## Task prompt
Leave out the pictures, then output the lines of the records below from the first through the one containing "Query: paper towel roll".

----------

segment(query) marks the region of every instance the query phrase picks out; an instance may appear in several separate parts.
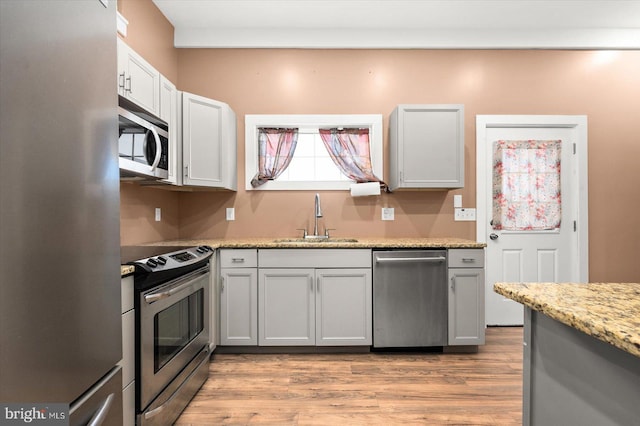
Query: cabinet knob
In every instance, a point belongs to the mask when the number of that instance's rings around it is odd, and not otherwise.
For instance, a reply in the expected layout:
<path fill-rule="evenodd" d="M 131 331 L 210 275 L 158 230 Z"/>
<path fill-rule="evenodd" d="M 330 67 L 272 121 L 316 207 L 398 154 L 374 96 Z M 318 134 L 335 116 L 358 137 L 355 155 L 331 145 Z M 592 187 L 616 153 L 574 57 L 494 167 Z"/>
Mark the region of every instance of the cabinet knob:
<path fill-rule="evenodd" d="M 498 239 L 498 234 L 496 234 L 495 232 L 492 232 L 491 234 L 489 234 L 489 238 L 491 238 L 491 240 L 495 241 Z"/>

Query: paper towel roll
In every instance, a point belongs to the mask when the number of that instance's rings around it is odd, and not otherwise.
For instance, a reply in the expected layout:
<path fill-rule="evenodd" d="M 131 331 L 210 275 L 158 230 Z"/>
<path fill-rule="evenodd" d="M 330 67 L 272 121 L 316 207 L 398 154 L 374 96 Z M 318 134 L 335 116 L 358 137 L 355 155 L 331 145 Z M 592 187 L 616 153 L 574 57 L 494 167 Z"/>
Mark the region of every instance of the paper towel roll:
<path fill-rule="evenodd" d="M 364 197 L 367 195 L 380 195 L 380 182 L 352 183 L 351 196 Z"/>

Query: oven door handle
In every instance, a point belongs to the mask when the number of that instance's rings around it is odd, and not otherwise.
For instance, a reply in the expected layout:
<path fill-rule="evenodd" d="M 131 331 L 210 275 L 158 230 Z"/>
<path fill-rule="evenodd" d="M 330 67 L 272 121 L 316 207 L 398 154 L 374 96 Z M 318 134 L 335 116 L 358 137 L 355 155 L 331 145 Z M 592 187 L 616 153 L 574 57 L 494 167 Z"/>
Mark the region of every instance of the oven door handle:
<path fill-rule="evenodd" d="M 158 291 L 156 293 L 149 293 L 147 295 L 144 296 L 144 301 L 147 302 L 147 304 L 151 304 L 153 302 L 157 302 L 158 300 L 162 300 L 162 299 L 166 299 L 168 297 L 173 296 L 176 293 L 181 292 L 182 290 L 189 288 L 191 285 L 193 285 L 193 281 L 194 281 L 194 277 L 197 275 L 204 275 L 207 274 L 209 272 L 209 268 L 203 268 L 203 269 L 199 269 L 187 276 L 185 276 L 183 279 L 176 281 L 176 283 L 174 285 L 171 286 L 171 288 L 169 289 L 163 289 L 162 291 Z M 186 282 L 185 282 L 186 281 Z"/>

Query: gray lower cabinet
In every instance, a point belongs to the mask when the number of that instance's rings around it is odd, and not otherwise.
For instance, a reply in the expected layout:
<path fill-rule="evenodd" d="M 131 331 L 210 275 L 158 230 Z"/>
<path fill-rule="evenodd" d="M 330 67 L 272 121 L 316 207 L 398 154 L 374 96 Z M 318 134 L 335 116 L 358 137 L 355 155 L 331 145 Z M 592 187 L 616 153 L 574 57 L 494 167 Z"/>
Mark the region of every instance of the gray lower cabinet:
<path fill-rule="evenodd" d="M 371 345 L 370 268 L 259 271 L 261 346 Z"/>
<path fill-rule="evenodd" d="M 122 278 L 122 424 L 133 426 L 136 421 L 136 385 L 135 385 L 135 311 L 133 293 L 133 275 Z"/>
<path fill-rule="evenodd" d="M 369 346 L 371 250 L 259 250 L 261 346 Z"/>
<path fill-rule="evenodd" d="M 260 346 L 316 344 L 313 269 L 260 269 L 258 294 Z"/>
<path fill-rule="evenodd" d="M 484 344 L 484 250 L 449 250 L 449 345 Z"/>
<path fill-rule="evenodd" d="M 258 344 L 256 250 L 220 250 L 220 345 Z"/>
<path fill-rule="evenodd" d="M 371 345 L 371 268 L 316 270 L 316 345 Z"/>

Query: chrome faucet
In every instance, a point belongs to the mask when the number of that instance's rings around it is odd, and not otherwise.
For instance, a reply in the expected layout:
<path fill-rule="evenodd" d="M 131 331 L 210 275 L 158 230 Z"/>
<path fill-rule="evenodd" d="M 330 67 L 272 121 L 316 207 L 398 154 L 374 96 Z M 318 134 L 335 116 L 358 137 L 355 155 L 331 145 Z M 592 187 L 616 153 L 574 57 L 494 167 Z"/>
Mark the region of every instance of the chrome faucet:
<path fill-rule="evenodd" d="M 313 226 L 313 236 L 318 237 L 318 218 L 322 217 L 322 207 L 320 207 L 320 194 L 316 193 L 316 208 L 315 208 L 315 225 Z"/>
<path fill-rule="evenodd" d="M 306 229 L 302 229 L 301 231 L 303 231 L 303 238 L 304 239 L 309 239 L 309 240 L 324 240 L 329 238 L 329 230 L 325 228 L 324 230 L 324 235 L 320 235 L 318 233 L 318 218 L 322 217 L 322 207 L 320 207 L 320 194 L 316 194 L 316 198 L 315 198 L 315 208 L 314 208 L 314 225 L 313 225 L 313 234 L 307 234 L 307 230 Z"/>

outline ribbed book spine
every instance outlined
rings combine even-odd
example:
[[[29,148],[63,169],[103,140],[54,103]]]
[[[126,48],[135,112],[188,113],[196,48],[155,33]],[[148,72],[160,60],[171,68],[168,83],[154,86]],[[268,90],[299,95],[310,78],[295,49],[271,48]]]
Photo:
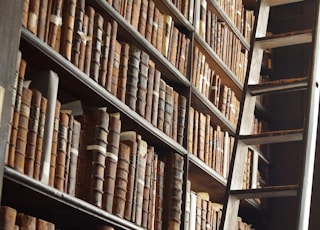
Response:
[[[140,71],[139,71],[137,103],[136,103],[136,111],[142,117],[145,116],[145,111],[146,111],[148,68],[149,68],[148,63],[149,63],[149,55],[142,51],[140,56]]]
[[[130,46],[129,46],[128,43],[121,42],[121,56],[120,56],[120,67],[119,67],[117,97],[122,102],[125,102],[125,98],[126,98],[126,84],[127,84],[128,63],[129,63],[129,49],[130,49]]]

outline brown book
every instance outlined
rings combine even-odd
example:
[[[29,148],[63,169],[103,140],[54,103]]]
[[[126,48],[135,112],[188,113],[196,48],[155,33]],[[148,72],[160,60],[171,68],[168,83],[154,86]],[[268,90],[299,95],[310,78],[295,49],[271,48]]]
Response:
[[[132,204],[134,194],[134,181],[136,178],[136,159],[137,159],[137,134],[134,131],[126,131],[120,134],[120,142],[130,147],[130,163],[127,183],[126,204],[124,211],[124,218],[131,220]]]
[[[24,173],[27,135],[30,119],[32,90],[23,88],[21,109],[18,123],[18,133],[16,141],[16,151],[14,156],[14,169],[20,173]]]
[[[191,229],[190,227],[190,213],[191,213],[191,181],[187,180],[186,185],[186,202],[185,202],[185,219],[184,227],[186,230]]]
[[[71,160],[71,141],[72,141],[74,116],[68,110],[62,110],[61,112],[67,113],[69,116],[69,122],[68,122],[68,127],[67,127],[66,159],[65,159],[64,185],[63,185],[63,191],[67,192],[68,184],[69,184],[70,160]]]
[[[166,85],[167,84],[165,83],[165,81],[160,79],[157,127],[161,131],[163,131],[163,127],[164,127],[164,114],[165,114],[165,105],[166,105]]]
[[[219,75],[215,74],[213,76],[213,81],[212,81],[212,86],[211,86],[210,101],[216,107],[218,107],[218,105],[219,105],[220,86],[221,86],[221,79],[220,79]]]
[[[112,213],[112,205],[114,198],[116,171],[118,164],[118,153],[120,143],[121,120],[120,113],[110,114],[109,116],[109,134],[107,144],[107,155],[104,170],[103,184],[103,209]]]
[[[194,135],[194,109],[189,108],[189,117],[188,117],[188,136],[187,136],[187,150],[192,153],[193,148],[193,135]]]
[[[153,61],[149,60],[145,118],[150,123],[151,123],[151,118],[152,118],[152,98],[153,98],[153,88],[154,88],[154,75],[155,75],[155,64]]]
[[[193,146],[192,153],[197,156],[199,141],[199,111],[194,110],[194,125],[193,125]]]
[[[153,82],[152,113],[151,113],[151,123],[153,126],[156,126],[156,127],[158,123],[160,80],[161,80],[161,72],[156,69],[154,74],[154,82]]]
[[[106,76],[106,85],[105,88],[111,92],[112,85],[112,73],[113,73],[113,62],[114,62],[114,53],[117,41],[117,31],[118,31],[118,23],[113,20],[112,28],[111,28],[111,37],[110,37],[110,46],[109,46],[109,57],[107,63],[107,76]]]
[[[30,118],[28,125],[26,158],[24,165],[24,173],[30,177],[33,177],[34,162],[37,146],[37,134],[39,128],[40,119],[40,104],[42,95],[38,90],[32,89]]]
[[[178,98],[178,127],[177,127],[177,142],[183,145],[183,138],[185,132],[185,120],[187,111],[187,99],[183,95]]]
[[[120,0],[113,0],[112,6],[116,11],[120,12]]]
[[[156,200],[155,200],[155,217],[154,217],[154,229],[166,229],[162,227],[163,215],[164,215],[164,173],[165,163],[162,160],[158,160],[157,165],[157,181],[156,181]],[[167,211],[167,210],[166,210]]]
[[[37,230],[55,230],[55,225],[49,221],[37,218],[36,229]]]
[[[91,6],[86,6],[86,15],[88,16],[88,27],[87,27],[88,39],[86,40],[86,43],[85,43],[83,72],[87,75],[90,75],[95,14],[96,12],[94,8],[92,8]]]
[[[156,30],[156,32],[157,32],[157,34],[156,34],[156,39],[157,39],[156,48],[157,48],[157,50],[159,50],[159,52],[162,53],[163,40],[165,40],[165,33],[163,31],[165,28],[165,22],[164,22],[164,15],[161,12],[159,12],[159,15],[158,15],[157,25],[158,25],[158,29]]]
[[[100,225],[97,228],[95,228],[96,230],[114,230],[114,227],[112,226],[108,226],[108,225]]]
[[[125,103],[134,111],[137,101],[140,54],[141,50],[138,47],[130,46]]]
[[[14,229],[17,210],[8,206],[0,206],[0,229]]]
[[[163,228],[180,229],[182,214],[183,156],[170,153],[164,156]]]
[[[176,91],[173,91],[171,138],[175,141],[177,141],[177,137],[178,137],[178,113],[179,113],[179,94]]]
[[[40,0],[30,0],[27,28],[33,34],[37,34],[38,20],[39,20],[39,7],[40,7]]]
[[[206,134],[206,115],[199,113],[199,137],[197,156],[204,162],[204,148],[205,148],[205,134]]]
[[[121,56],[120,56],[120,67],[118,77],[118,89],[117,97],[125,102],[126,98],[126,84],[128,74],[128,63],[129,63],[129,49],[130,46],[126,42],[121,42]]]
[[[103,23],[104,23],[104,19],[101,16],[101,14],[95,13],[93,34],[92,34],[93,37],[92,37],[90,77],[96,82],[98,82],[99,80]]]
[[[130,147],[123,142],[120,142],[112,208],[112,213],[120,218],[123,218],[125,211],[129,163]]]
[[[80,46],[84,39],[83,20],[85,14],[85,0],[78,0],[76,3],[73,39],[71,48],[71,62],[79,67]]]
[[[81,71],[84,71],[87,41],[90,39],[88,36],[88,26],[89,26],[89,17],[88,15],[85,14],[83,16],[82,32],[80,33],[81,42],[80,42],[80,50],[79,50],[79,57],[78,57],[78,68]]]
[[[163,15],[163,32],[162,32],[162,49],[161,54],[169,58],[169,45],[171,39],[171,28],[173,27],[172,17],[170,15],[164,14]]]
[[[139,0],[139,1],[141,1],[141,5],[140,5],[140,15],[138,19],[139,20],[138,31],[143,37],[145,37],[146,25],[147,25],[147,13],[148,13],[148,0]]]
[[[22,15],[21,15],[21,24],[22,24],[25,28],[27,28],[27,26],[28,26],[29,3],[30,3],[30,0],[23,0]]]
[[[139,16],[141,9],[141,1],[142,0],[133,0],[132,1],[132,13],[131,13],[131,25],[138,30],[139,25]],[[138,13],[139,12],[139,13]]]
[[[159,29],[159,16],[160,16],[160,11],[157,7],[155,7],[153,12],[151,44],[157,49],[158,49],[157,38],[158,38],[158,29]]]
[[[63,15],[61,27],[61,46],[60,53],[67,60],[71,60],[73,29],[75,22],[77,0],[64,0],[63,2]]]
[[[146,100],[147,100],[147,85],[148,85],[148,68],[149,68],[149,55],[141,51],[140,68],[138,77],[138,91],[136,101],[136,112],[142,117],[145,116]]]
[[[179,56],[177,56],[178,53],[178,40],[179,37],[181,37],[181,33],[179,33],[178,28],[176,27],[172,27],[172,34],[170,37],[170,48],[168,49],[168,60],[176,67],[178,67],[178,65],[176,64],[177,60],[179,60]],[[181,47],[181,46],[180,46]],[[180,49],[179,49],[180,50]]]
[[[172,136],[173,92],[173,88],[169,85],[166,85],[163,132],[170,137]]]
[[[111,94],[117,96],[118,80],[120,71],[120,58],[121,58],[121,44],[115,40],[114,55],[113,55],[113,68],[111,79]]]
[[[152,27],[153,27],[153,16],[154,16],[155,3],[153,0],[148,1],[148,10],[147,10],[147,22],[146,22],[146,31],[145,38],[148,42],[151,43],[152,40]]]
[[[150,184],[150,199],[148,213],[148,229],[154,228],[156,216],[156,192],[157,192],[157,176],[158,176],[158,155],[154,153],[151,164],[151,184]]]
[[[48,15],[48,45],[54,48],[56,46],[58,31],[62,25],[62,4],[63,0],[52,0],[51,12]]]
[[[198,63],[199,63],[199,47],[198,46],[194,46],[194,51],[193,51],[193,70],[192,70],[192,84],[194,86],[196,85],[197,82],[197,69],[198,69]]]
[[[37,36],[42,41],[45,41],[46,27],[48,26],[46,23],[47,22],[47,15],[48,15],[48,2],[49,2],[49,0],[41,0],[40,6],[39,6]]]
[[[204,162],[209,165],[209,152],[210,152],[210,122],[211,116],[205,114],[206,124],[205,124],[205,138],[204,138]]]
[[[125,7],[125,11],[124,11],[124,18],[126,19],[126,21],[128,21],[129,23],[131,23],[133,0],[127,0],[126,3],[127,3],[127,4],[126,4],[126,7]]]
[[[100,70],[98,82],[103,87],[106,86],[106,77],[108,71],[108,60],[110,51],[110,39],[111,39],[111,27],[110,21],[105,20],[103,23],[102,31],[102,47],[101,47],[101,59],[100,59]]]
[[[36,230],[36,218],[23,213],[18,213],[16,217],[16,225],[20,229]]]
[[[226,115],[226,111],[227,111],[228,91],[229,91],[229,88],[226,85],[221,86],[218,109],[224,116]]]

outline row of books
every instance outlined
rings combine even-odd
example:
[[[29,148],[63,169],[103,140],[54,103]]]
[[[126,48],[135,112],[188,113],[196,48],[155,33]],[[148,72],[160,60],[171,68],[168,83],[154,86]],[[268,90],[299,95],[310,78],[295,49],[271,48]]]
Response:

----------

## Response
segment(query) marks the region of every instance the query phrase picks out; an instance may appear in several separate parts.
Query: cabinet knob
In every instance, a point belongs to the mask when the number of that instance's rings around it is odd, and not otherwise.
For instance, a reply in the expected layout:
<path fill-rule="evenodd" d="M 131 331 L 210 275 L 158 230 Z"/>
<path fill-rule="evenodd" d="M 330 67 L 272 121 L 316 207 L 398 154 L 374 96 Z M 318 134 L 335 116 L 358 137 L 355 155 L 331 145 Z M 592 187 L 616 153 L 574 57 L 494 167 Z"/>
Mark the region of every instance of the cabinet knob:
<path fill-rule="evenodd" d="M 498 239 L 498 234 L 496 234 L 495 232 L 492 232 L 491 234 L 489 234 L 489 238 L 491 238 L 491 240 L 495 241 Z"/>

Query: paper towel roll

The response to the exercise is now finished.